**Problem description:**
Only an exact copy of the entries will serve as the answer.

+ + +

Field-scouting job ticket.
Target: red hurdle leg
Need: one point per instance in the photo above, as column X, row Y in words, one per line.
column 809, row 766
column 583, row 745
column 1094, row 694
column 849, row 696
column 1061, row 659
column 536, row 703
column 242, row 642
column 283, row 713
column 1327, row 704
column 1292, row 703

+ + +

**Expected output:**
Field-scouting job ticket.
Target: red hurdle leg
Need: one point per instance in the photo above, as column X, row Y in words, one per line.
column 809, row 766
column 583, row 745
column 1094, row 694
column 849, row 696
column 1061, row 659
column 536, row 703
column 242, row 642
column 283, row 713
column 1327, row 704
column 1292, row 703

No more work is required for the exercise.